**Task description**
Reproduce the Quatsch Watch column from "April/May 1993, Page" to "this column does.)" word for word.

April/May 1993, Page 66
Mythinformation Observed
Quatsch Watch
By Richard H. Curtiss
(The British say rubbish, Americans say nonsense, we won 't
print what the French say, and Germans say Quatsch, which rhymes
with watch, which is what this column does.)
Civil Rights in the Occupied Territories
Quatsch: "The Arabs the Israelis deported had enjoyed
the benefits of Israeli democracy with its freedom of religion,
press, speech and the absence of any restraints on travel and educational
opportunities.'' From letter to the editor by Nathan Dobovsky,
Los Angeles Times, Feb. 21, 1993
Watch: The 400 Palestinian Muslims expelled to Lebanon by
Israel on Dec. 17, 1992 all were from Israeli-occupied territories
and therefore enjoyed no "benefits of Israeli democracy.''
They were charged with no crime nor were they given any sort of
hearing in a court of law or even in a police station. Instead,
they were picked up in their homes, places of business or on the
street, handcuffed, blindfolded and driven to the Lebanese border.

**Extracted material**
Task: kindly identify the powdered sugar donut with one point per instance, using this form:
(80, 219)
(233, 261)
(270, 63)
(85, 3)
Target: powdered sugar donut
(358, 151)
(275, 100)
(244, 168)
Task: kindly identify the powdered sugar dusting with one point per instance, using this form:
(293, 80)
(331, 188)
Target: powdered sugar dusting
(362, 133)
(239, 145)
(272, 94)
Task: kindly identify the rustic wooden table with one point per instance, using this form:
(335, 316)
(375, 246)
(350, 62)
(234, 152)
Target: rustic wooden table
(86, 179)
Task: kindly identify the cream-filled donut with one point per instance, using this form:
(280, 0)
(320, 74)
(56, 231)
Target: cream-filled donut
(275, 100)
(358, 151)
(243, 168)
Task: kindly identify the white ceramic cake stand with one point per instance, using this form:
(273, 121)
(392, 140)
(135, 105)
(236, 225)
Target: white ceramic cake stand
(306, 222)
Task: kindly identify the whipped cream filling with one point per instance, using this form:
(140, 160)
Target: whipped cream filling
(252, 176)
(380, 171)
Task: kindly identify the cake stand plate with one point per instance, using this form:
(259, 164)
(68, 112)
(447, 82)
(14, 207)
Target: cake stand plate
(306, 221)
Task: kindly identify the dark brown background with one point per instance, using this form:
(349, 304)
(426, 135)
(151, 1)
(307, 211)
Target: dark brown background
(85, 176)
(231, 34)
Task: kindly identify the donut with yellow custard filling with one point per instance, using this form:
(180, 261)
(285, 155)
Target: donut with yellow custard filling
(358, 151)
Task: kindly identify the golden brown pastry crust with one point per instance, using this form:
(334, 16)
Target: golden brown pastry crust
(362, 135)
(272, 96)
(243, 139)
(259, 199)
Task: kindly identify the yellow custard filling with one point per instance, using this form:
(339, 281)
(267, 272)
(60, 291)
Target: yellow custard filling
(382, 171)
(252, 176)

**Finished exercise**
April/May 1993, Page 66
Mythinformation Observed
Quatsch Watch
By Richard H. Curtiss
(The British say rubbish, Americans say nonsense, we won 't
print what the French say, and Germans say Quatsch, which rhymes
with watch, which is what this column does.)